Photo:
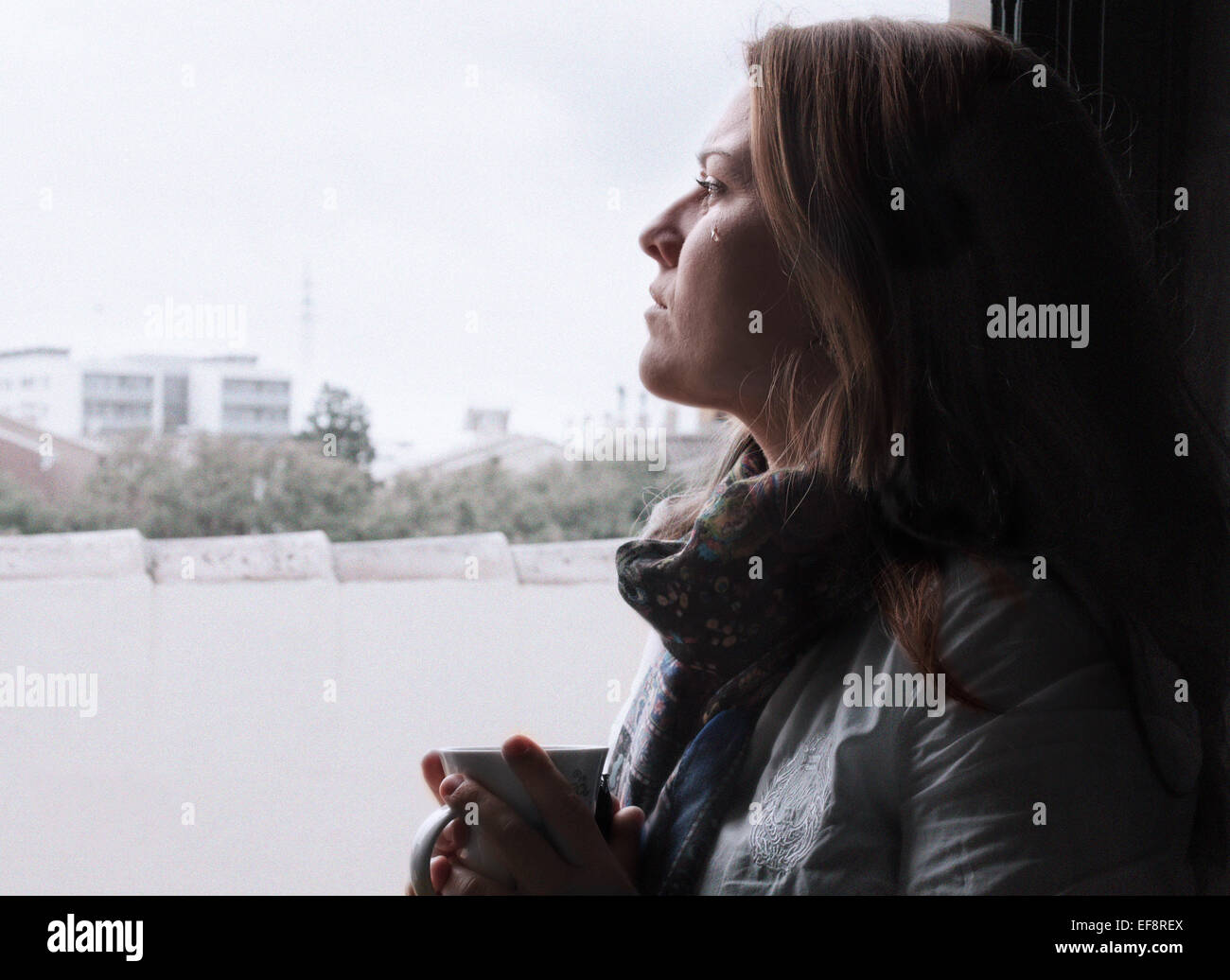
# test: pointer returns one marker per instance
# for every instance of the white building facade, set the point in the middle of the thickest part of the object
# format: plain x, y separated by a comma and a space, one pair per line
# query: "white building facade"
152, 394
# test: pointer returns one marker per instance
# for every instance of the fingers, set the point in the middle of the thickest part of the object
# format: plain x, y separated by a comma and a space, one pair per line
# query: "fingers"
433, 772
454, 878
529, 857
564, 812
625, 840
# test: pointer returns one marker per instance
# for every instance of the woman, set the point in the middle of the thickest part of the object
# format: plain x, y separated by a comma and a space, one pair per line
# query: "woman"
950, 614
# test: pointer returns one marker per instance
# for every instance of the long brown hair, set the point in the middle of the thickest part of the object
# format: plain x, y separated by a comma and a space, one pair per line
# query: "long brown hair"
1021, 446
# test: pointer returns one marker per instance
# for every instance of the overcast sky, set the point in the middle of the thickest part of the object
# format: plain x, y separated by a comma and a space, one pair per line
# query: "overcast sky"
460, 236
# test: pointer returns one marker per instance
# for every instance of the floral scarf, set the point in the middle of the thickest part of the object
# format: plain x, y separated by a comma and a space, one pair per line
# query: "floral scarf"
773, 562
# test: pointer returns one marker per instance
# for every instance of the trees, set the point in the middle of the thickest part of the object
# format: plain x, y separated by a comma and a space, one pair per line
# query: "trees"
224, 484
339, 425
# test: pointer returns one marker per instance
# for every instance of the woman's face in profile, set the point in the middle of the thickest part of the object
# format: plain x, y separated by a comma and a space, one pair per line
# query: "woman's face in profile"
717, 270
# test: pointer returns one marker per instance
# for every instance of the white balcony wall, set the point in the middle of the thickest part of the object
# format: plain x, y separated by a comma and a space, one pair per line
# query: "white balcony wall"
212, 692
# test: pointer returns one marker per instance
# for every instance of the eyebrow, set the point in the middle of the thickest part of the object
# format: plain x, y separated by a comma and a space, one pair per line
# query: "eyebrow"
737, 166
706, 151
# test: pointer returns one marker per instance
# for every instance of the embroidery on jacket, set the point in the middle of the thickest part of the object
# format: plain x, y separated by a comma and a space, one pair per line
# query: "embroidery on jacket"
794, 808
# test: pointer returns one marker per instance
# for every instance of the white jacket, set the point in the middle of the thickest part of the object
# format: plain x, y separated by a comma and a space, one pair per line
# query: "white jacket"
1059, 794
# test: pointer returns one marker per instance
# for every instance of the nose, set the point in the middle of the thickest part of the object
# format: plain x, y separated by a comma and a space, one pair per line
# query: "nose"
663, 238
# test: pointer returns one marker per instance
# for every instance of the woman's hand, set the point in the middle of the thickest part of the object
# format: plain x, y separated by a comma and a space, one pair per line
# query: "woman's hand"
536, 867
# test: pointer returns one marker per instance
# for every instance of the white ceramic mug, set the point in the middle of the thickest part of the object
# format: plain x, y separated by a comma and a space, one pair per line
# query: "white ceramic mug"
581, 763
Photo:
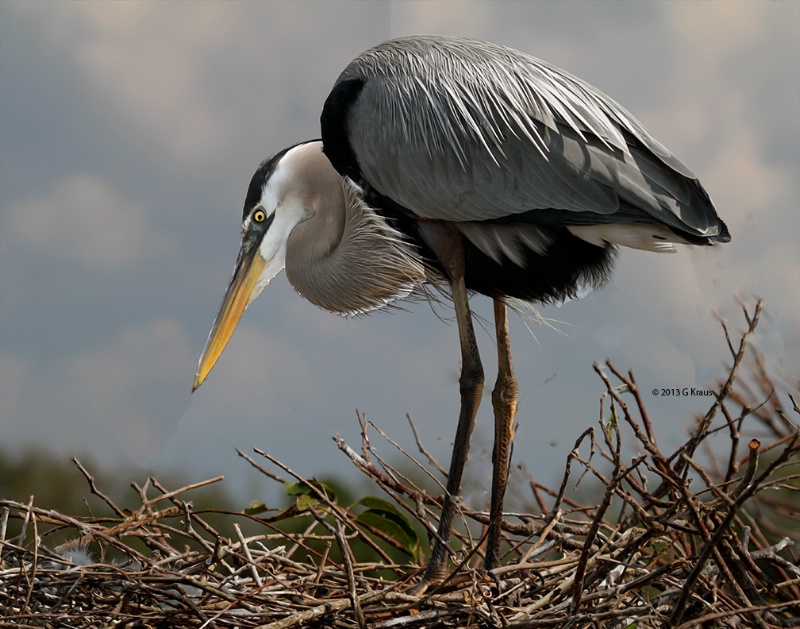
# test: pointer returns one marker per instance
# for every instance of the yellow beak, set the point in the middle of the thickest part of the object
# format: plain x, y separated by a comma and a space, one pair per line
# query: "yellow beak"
240, 293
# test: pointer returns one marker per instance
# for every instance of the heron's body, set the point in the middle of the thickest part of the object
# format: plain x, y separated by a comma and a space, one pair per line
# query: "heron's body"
469, 164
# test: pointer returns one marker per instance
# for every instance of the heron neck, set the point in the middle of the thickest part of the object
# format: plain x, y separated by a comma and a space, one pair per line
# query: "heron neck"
346, 258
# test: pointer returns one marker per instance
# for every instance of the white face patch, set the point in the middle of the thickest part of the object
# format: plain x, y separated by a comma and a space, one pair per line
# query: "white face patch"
279, 197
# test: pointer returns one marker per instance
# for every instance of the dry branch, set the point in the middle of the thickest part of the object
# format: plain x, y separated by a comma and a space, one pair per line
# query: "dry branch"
700, 537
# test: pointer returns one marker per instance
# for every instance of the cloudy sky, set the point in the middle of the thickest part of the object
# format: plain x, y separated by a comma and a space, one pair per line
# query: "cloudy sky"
129, 133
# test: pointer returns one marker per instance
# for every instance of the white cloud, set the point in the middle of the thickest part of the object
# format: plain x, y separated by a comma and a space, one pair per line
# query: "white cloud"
121, 399
83, 220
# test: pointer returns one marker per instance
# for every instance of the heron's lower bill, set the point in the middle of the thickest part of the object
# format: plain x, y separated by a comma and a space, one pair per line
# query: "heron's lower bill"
245, 278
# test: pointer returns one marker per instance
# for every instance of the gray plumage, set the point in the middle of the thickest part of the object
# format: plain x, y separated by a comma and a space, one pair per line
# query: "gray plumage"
474, 167
506, 134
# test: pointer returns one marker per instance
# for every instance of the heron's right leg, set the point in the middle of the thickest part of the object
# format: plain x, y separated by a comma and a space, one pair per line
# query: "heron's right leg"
471, 385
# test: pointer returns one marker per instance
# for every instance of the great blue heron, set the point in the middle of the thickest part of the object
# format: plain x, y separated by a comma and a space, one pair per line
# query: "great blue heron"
475, 167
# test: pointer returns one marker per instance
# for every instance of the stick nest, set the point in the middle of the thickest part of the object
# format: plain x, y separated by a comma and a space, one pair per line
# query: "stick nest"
702, 537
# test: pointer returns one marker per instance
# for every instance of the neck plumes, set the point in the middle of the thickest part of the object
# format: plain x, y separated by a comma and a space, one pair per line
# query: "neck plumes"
347, 258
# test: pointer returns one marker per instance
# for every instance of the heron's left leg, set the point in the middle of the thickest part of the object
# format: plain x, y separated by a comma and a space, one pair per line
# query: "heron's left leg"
504, 401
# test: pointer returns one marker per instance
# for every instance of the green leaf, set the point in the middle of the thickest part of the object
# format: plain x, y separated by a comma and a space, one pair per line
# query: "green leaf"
311, 488
256, 507
389, 520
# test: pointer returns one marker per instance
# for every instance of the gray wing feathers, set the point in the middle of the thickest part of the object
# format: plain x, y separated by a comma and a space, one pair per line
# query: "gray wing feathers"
489, 132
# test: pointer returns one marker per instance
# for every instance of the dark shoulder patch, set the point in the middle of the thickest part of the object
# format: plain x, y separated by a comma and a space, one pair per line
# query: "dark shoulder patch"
333, 121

= = = = =

# [EXERCISE]
Exactly reproduce the entries above, minus the pictures.

# [RESPONSE TO THIS TASK]
Photo:
# test: pointer returns one marker per instance
# for every instance of the white building facade, set the point in the middle of the thickest part of the object
# format: plain x, y separated by a comma and a space, one pair per line
# query: "white building facade"
152, 394
# test: pointer returns one marker per instance
# for every instance of the fingers, set the point in the middle of the thickest part of the object
# format: plain x, y separated by a comma and a space, one pair per line
# query: "fingers"
433, 772
454, 878
529, 857
564, 812
625, 840
# test: pointer returns one marker per instance
# for every instance of the woman, set the point in the middle of the thickest part of the object
# format: plain x, y separated by a comma and a space, one pair per line
# query: "woman"
950, 614
# test: pointer returns one marker per instance
# for every instance of the long brown hair, set the point in the middle of the thickest part of the object
# format: plain x, y separated by a comma and a space, one pair per line
# query: "long brown hair"
1021, 446
# test: pointer returns one marker per instance
# for every instance of the overcast sky, set the point in the middle of the thickest part of the object
# format: plain x, y separated by a comma and a space, one pair per line
# query: "overcast sky"
460, 236
# test: pointer returns one marker per instance
# for every instance of the floral scarf, set the point in the middle of the thickest part of the object
# format: plain x, y separated by a comma and a space, one pair per line
# query: "floral scarf"
773, 562
# test: pointer returns one marker per instance
# for every instance of the trees, set the point in the middle of the thickest part of the object
# format: plain x, y separated by a comma and a space, one pair per line
# query: "trees"
224, 484
339, 425
# test: pointer returns one marker per instance
# for every instance of the woman's face in profile, set the point in the middle of the thickest part of the object
# format: plain x, y separated by a comma and a space, one pair per line
# query: "woman's face in profile"
717, 270
# test: pointer returns one marker per instance
# for every instance of the white balcony wall, set the point in the middle of the thickest part of the object
# format: plain x, y separated by a comma and a space, one pair per line
# query: "white balcony wall"
212, 692
# test: pointer returns one marker per instance
# for every instance of the eyebrow, set the point in the middle of the thickest part of the object
# format: plain x, y separated by a comma and a space, one pair per line
# query: "eyebrow"
737, 166
706, 151
# test: pointer returns one marker per instance
# for every instance of the embroidery on jacket, set the point in the middle of the thickest part of the object
# format: plain x, y separated by a comma and a space, one pair per line
# query: "embroidery on jacket"
794, 808
# test: pointer returns one marker per instance
# for every instance of the white jacket, set the point in the middle of the thickest part of the object
# format: plain x, y separated by a comma and a space, one pair per line
# query: "white jacket"
1059, 794
# test: pointer returns one marker per instance
# for every instance of the nose, set the point in the middle of the thickest part of the object
# format: plain x, y separated by a comma and a space, one pair per line
# query: "nose"
663, 238
# test: pointer returns one marker per instance
# for every instance of the woman's hand, set the point in the middle of the thickest part of the object
# format: plain x, y separated by a comma and a space, one pair per line
# query: "woman's hand"
536, 867
# test: pointer returns one marker per instance
# for every instance of the white ceramic mug, set the point in the middle of the thickest part of the object
# format: plain x, y separated by a comma and a space, one pair per line
# query: "white ceramic mug"
581, 763
Photo:
# test: pointer returns one marker per instance
# for every instance of the yellow beak, set the point in the middle of the thickest part of the object
# format: plain x, y separated by a comma and a space, one pair per line
# query: "yellow beak"
240, 293
# test: pointer returns one marker per instance
# for every instance of the heron's body, set the point in the middle of the thickest part of the object
# format: plain x, y separated by a comma and a space, one pair per line
# query: "heron's body"
469, 164
# test: pointer returns one marker per instance
# for every instance of the heron neck, set the point in the middle of the thickest part of the object
# format: plain x, y separated by a comma and a space, one pair per line
# query: "heron neck"
346, 258
# test: pointer returns one marker per instance
# for every instance of the white face patch, set the point in the middle of the thickest part of the object
# format: plain x, y separated by a comma and a space, one pair per line
# query: "white face patch"
279, 197
# test: pointer returns one marker per instance
# for every instance of the dry branch, set the point in the middle of the thickest part of the object
# format: plain x, y separated by a comma and a space, one pair per line
# query: "dry branch"
700, 537
# test: pointer returns one marker per instance
# for every instance of the cloudy sky, set the point in the middle of the thickest part of the object
# format: plain x, y separated by a comma and a space, one pair per line
# query: "cloudy sky"
129, 133
# test: pointer returns one marker per instance
# for every instance of the white cloud, set the point in the middle of the thickest part of the object
# format: plain x, y separated by a comma and a space, one pair per line
# query: "white cloud"
121, 399
83, 220
# test: pointer returns one marker per instance
# for every instance of the heron's lower bill, set the point in the middle of the thickest part of the object
# format: plain x, y separated by a comma and a space, one pair per line
# query: "heron's lower bill"
245, 278
# test: pointer returns one marker per instance
# for every instance of the gray plumage, set the point in the middle of the thickest part of the object
# format: plain x, y separated by a comma and a space, one pair per line
# query: "gray plumage"
474, 167
506, 134
# test: pointer returns one marker per instance
# for every instance of the heron's right leg, set the point in the middle of the thickest part of the object
# format: plain x, y separated by a comma and a space, one pair per line
# query: "heron's right leg"
471, 385
# test: pointer returns one marker per instance
# for every instance of the great blue heron, set the point in the middle of the thickest part of the object
# format: plain x, y separated by a comma and a space, one pair per line
# query: "great blue heron"
475, 167
# test: pointer returns one marker per instance
# for every instance of the stick nest, set the point in the middle of the thickest part of the object
# format: plain x, y separated by a comma and a space, one pair per line
# query: "stick nest"
702, 537
# test: pointer returns one marker per instance
# for every instance of the neck plumes, set the point in the middle of the thickest part of the object
# format: plain x, y separated by a comma and a space, one pair per line
# query: "neck plumes"
347, 258
# test: pointer returns one marker per instance
# for every instance of the heron's left leg, set the point in the middle of the thickest part of the object
# format: plain x, y separated by a comma and a space, one pair per line
# query: "heron's left leg"
504, 401
# test: pointer returns one marker per instance
# for every instance of the green leaf, set the point in the middle of the thickest part of the object
# format: plain x, y separated by a comma and a space, one pair per line
# query: "green leaf"
311, 488
256, 507
389, 520
# test: pointer returns one marker per instance
# for every instance of the gray wing feathers, set the point in the middle of the thickest part of the object
# format: plain x, y separated by a comma and a space, one pair per line
# query: "gray wing feathers"
489, 132
# test: pointer returns one marker per instance
# for every instance of the dark shoulder patch, set the point in the middle of the thickest part of the object
# format: plain x, y separated by a comma and a space, one pair per line
# query: "dark shoulder patch"
333, 121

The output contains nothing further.